WRITTEN TASK -
Using the abstract on children's Mandarin tone production, explain in one to three sentences why children made more tone errors in the first syllable of disyllabic words than in the second.

TEXT PASSAGE -
──────
Abstract
This is the first study to examine the effect of phonetic contexts on children’s lexical tone production. Mandarin tones in disyllabic words produced by forty-four 2- to 6-year-old children and twelve mothers were low-pass filtered to eliminate lexical information. Native Mandarin-speaking adults categorized the tones based on the pitch information in the filtered stimuli. All mothers’ tones were categorized with ceiling accuracy. Counter to the findings in most previous studies on children’s tone acquisition and the prevailing assumption in models of speech development that children acquire suprasegmental features much earlier than segmental features, this study found that children as old as six years of age have not mastered the production of Mandarin tones. Children’s tones were judged with significantly lower accuracy than mothers’ productions. Tone accuracy improved, while cross subject variability in tone accuracy decreased, with age. Children’s tone accuracy was affected by the articulatory complexity of phonetic contexts. Children made more errors in tone combinations with more complex fundamental frequency (F0) contours than tone sequences with simpler F0 changes. When producing disyllabic tone sequences with complex F0 contours, children tended to shift the F0 contour of the first tone to reduce the F0 change, resulting in more tone errors in the first syllable than in the second syllable and showing substantially more anticipatory coarticulation than adults. The results provide further evidence that acquisition of lexical tones is a protracted process in children. Tones produced accurately by children in one phonetic context may not be produced correctly in another phonetic context. Children demonstrate more anticipatory coarticulation in their disyllabic productions than adults, which may be attributed to children’s immature speech motor control in tone production, and is presumably a by-product of their inability to accomplish complex F0 changes within the syllable time-frame.
──────
Records -
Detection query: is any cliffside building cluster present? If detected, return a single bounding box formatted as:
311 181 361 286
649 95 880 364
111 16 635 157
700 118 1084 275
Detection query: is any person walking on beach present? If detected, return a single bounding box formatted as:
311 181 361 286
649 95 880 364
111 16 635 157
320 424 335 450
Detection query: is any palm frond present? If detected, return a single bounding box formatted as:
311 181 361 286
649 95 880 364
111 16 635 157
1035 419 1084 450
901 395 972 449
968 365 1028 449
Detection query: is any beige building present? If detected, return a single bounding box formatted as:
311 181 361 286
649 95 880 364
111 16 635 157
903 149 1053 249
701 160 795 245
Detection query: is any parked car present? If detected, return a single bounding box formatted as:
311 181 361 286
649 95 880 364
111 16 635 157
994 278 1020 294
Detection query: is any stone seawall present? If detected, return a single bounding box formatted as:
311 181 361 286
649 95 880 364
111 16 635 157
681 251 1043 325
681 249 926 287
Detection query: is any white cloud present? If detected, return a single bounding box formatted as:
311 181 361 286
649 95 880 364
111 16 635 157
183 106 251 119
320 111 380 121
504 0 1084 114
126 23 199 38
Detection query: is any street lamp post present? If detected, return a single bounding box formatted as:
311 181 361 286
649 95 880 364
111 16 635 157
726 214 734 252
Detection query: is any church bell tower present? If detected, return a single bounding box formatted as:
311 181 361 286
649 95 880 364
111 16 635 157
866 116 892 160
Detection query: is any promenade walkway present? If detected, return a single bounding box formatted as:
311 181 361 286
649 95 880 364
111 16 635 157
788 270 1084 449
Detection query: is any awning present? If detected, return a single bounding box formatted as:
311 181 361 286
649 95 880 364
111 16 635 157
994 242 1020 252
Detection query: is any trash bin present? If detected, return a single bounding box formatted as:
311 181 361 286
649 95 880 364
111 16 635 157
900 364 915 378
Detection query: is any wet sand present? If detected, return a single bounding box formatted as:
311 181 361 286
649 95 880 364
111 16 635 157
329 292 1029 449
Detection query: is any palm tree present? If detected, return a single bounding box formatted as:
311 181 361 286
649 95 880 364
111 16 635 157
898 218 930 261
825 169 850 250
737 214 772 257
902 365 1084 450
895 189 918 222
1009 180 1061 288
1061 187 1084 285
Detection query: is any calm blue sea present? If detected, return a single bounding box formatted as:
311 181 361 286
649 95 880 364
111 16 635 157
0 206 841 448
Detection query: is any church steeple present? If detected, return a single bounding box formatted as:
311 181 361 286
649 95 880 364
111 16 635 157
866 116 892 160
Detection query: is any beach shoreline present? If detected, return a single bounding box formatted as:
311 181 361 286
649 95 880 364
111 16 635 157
──────
THE SOLUTION -
When producing disyllabic tone sequences with complex F0 contours, children tended to shift the F0 contour of the first tone to reduce the F0 change. This shift resulted in more tone errors in the first syllable than in the second.